▸ **KUTIPAN YANG DIBERIKAN**:
################

Rabu 14 Feb 2024 01:30 WIB

Dapat Hadiah Valentine, Bolehkah Umat Islam Menerimanya?

Ada yang merayakan Hari Valentine dengan memberikan bunga, cokelat, atau boneka.

Rep: Noer Qomariah Kusumawardhani/ Red: Qommarria Rostanti
Hadiah Valentine (ilustrasi). Jika mendapat bingkisah Valentine berupa makanan, boleh dimakan asal Muslim tidak terlarut dalam suasana Valentine.
Foto: Dok Freepik.
Hadiah Valentine (ilustrasi). Jika mendapat bingkisah Valentine berupa makanan, boleh dimakan asal Muslim tidak terlarut dalam suasana Valentine.

REPUBLIKA.CO.ID, JAKARTA -- Sebagian masyarakat mengenal tanggal 14 Februari dengan Hari Valentine atau Hari Kasih Sayang. Ada orang-orang yang merayakan hari itu dengan memberikan hadiah seperti boneka, bunga, cokelat dan lain-lain. 

Seperti apa pandangan Islam terkait Hari Valentine? Mengenai perayaan Valentine secara umum, Pimpinan Ma'had Aly Zawiyah Jakarta, Ustadzah Badrah Uyuni menyebutkan sebuah hadist, yaitu: 

Baca Juga

مَنْ تَشَبَّهَ بِقَوْمٍ فَهُوَ مِنْهُمْ

Artinya: “Barangsiapa yang menyerupai suatu kaum, maka dia termasuk bagian dari mereka” (HR. Ahmad dan Abu Dawud)

Dia menjelaskan, menyerupai orang kafir (tasyabbuh) ini terjadi dalam hal perayaan, penampilan, dan kebiasaan yang menjadi ciri khas mereka. Tasyabbuh di sini diharamkan berdasarkan dalil Alquran, as-sunnah, dan kesepakatan para ulama (ijma’). 

“Perayaan ini adalah acara ritual agama lain. Hadiah yang diberikan sebagai ungkapan cinta, asalnya adalah sesuatu yang baik, namun bila dikaitkan dengan pesta-pesta ritual agama lain dan tradisi-tradisi Barat, akan mengakibatkan seseorang terobsesi oleh budaya dan gaya hidup mereka,” ujar Ustadzah Badrah saat dihubungi Republika.co.id, Kamis (8/2/2024).

################

▸ **SOAL TUGAS 1**:
Bisakah Anda mengulang persis bagian artikel tentang hadiah Valentine, mulai dari "مَنْ تَشَبَّهَ بِقَوْمٍ" dan berakhir pada "dan Abu Dawud)"?
▸ **SOAL TUGAS 2**:
Bagaimana paragraf yang diawali "Dia menjelaskan, menyerupai orang kafir" dalam artikel tentang hadiah Valentine bila diringkas menjadi satu kalimat tanpa menghilangkan fakta utamanya?
▸ **SOAL TUGAS 3**:
Bisakah Anda melanjutkan artikel tentang hadiah Valentine, mulai setelah kalimat terakhir yang ditampilkan?

################

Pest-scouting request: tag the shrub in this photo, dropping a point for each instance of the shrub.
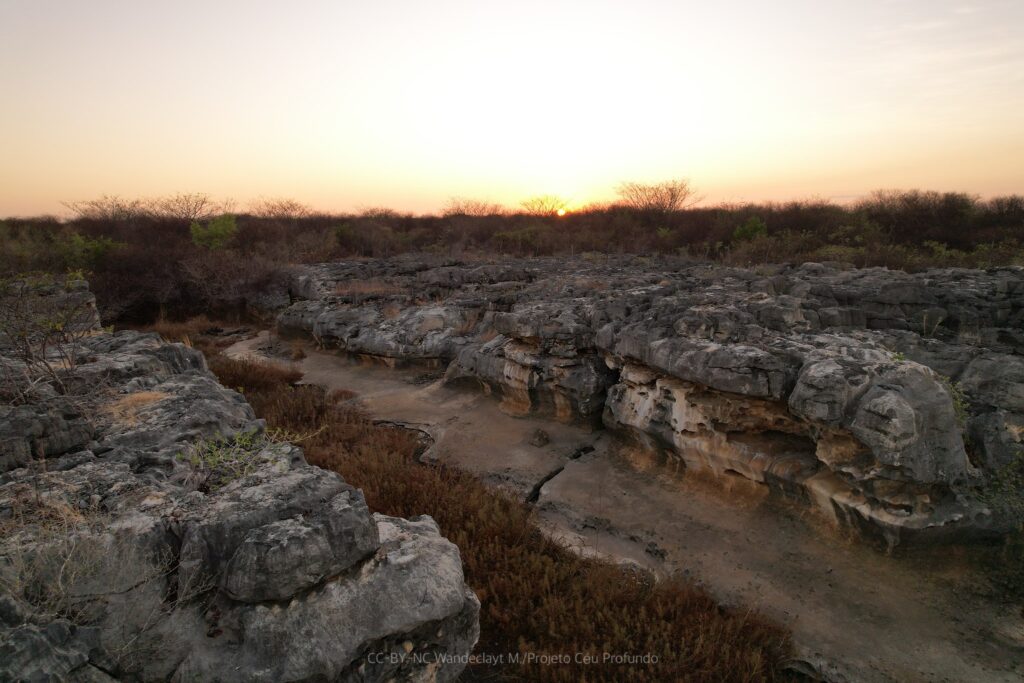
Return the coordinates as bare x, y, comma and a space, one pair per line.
753, 228
216, 463
216, 233
536, 594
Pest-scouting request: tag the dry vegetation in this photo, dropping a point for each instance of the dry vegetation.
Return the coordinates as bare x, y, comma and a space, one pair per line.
536, 595
124, 411
143, 257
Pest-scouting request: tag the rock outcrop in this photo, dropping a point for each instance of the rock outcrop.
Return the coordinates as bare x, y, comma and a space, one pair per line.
883, 398
153, 531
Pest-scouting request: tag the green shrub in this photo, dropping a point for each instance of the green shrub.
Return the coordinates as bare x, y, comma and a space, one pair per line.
216, 233
536, 595
215, 463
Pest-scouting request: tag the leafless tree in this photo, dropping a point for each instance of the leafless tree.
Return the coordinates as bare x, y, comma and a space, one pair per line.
186, 206
41, 325
663, 197
459, 206
109, 207
545, 205
279, 207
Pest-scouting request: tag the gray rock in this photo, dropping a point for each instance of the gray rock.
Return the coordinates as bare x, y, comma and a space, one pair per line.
275, 572
835, 385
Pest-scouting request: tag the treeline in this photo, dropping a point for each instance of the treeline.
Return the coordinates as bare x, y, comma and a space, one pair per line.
189, 253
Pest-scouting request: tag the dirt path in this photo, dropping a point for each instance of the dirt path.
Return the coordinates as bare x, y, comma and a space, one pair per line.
855, 613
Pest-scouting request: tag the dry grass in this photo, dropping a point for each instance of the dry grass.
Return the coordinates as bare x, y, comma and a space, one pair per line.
125, 410
251, 376
195, 332
536, 595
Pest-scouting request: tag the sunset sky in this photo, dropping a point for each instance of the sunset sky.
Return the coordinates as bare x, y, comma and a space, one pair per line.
401, 103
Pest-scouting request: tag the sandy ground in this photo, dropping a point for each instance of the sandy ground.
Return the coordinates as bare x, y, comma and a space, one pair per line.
856, 613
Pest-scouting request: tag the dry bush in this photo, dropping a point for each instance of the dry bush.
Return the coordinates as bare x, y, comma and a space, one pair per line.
199, 332
536, 594
253, 376
279, 207
658, 197
460, 206
125, 410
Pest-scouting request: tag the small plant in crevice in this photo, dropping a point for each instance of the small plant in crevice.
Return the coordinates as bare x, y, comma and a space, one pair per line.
962, 404
536, 594
1004, 493
217, 462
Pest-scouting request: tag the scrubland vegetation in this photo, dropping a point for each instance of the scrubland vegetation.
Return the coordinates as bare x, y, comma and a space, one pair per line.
187, 253
536, 595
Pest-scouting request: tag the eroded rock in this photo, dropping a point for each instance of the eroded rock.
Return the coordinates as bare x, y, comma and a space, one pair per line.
883, 398
278, 572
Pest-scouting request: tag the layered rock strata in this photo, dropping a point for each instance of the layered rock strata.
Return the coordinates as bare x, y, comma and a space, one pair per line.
153, 531
883, 398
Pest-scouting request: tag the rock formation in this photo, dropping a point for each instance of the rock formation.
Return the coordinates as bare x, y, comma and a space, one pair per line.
153, 531
882, 398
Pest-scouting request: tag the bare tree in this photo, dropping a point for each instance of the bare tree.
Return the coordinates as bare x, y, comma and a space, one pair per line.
663, 197
42, 321
279, 207
544, 205
109, 207
459, 206
186, 206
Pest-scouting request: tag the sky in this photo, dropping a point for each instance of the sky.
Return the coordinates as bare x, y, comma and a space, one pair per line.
404, 103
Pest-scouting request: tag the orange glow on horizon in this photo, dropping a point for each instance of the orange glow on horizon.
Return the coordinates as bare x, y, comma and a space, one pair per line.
342, 105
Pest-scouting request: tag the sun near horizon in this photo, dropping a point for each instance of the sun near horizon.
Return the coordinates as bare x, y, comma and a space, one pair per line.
343, 104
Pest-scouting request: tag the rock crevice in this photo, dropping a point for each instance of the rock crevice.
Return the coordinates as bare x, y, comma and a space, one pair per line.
882, 398
279, 571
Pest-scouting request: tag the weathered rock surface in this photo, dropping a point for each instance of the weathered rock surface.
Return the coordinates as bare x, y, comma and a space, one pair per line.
883, 398
118, 561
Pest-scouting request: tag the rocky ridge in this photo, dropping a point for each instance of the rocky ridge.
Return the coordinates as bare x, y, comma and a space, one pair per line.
154, 531
884, 399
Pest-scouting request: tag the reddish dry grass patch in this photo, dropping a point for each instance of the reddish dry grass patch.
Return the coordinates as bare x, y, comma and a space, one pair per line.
536, 595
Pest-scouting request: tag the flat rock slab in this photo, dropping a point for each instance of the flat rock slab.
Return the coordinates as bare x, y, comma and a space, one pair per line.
856, 613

################

▸ **JAWABAN YANG DIHARAPKAN 1**:
مَنْ تَشَبَّهَ بِقَوْمٍ فَهُوَ مِنْهُمْ

Artinya: “Barangsiapa yang menyerupai suatu kaum, maka dia termasuk bagian dari mereka” (HR. Ahmad dan Abu Dawud)

▸ **JAWABAN YANG DIHARAPKAN 2**:
Tasyabbuh, yaitu menyerupai orang kafir dalam perayaan, penampilan, dan kebiasaan khas mereka, diharamkan berdasarkan dalil Alquran, as-sunnah, dan kesepakatan ulama (ijma’).

▸ **JAWABAN YANG DIHARAPKAN 3**:
Dia mengatakan, menurut Fatwa Majelis Ulama Indonesia (MUI) Nomor 3 Tahun 2017 diperingatkan bagi Muslim bahwa haram hukumnya merayakan Hari Valentine setiap tanggal 14 Februari. Hal tersebut merujuk pada tiga hal yakni karena Hari Valentine bukan termasuk dalam tradisi Islam, Hari Valentine dinilai menjerumuskan pemuda Muslim pada pergaulan bebas seperti seks sebelum menikah, dan Hari Valentine berpotensi membawa keburukan.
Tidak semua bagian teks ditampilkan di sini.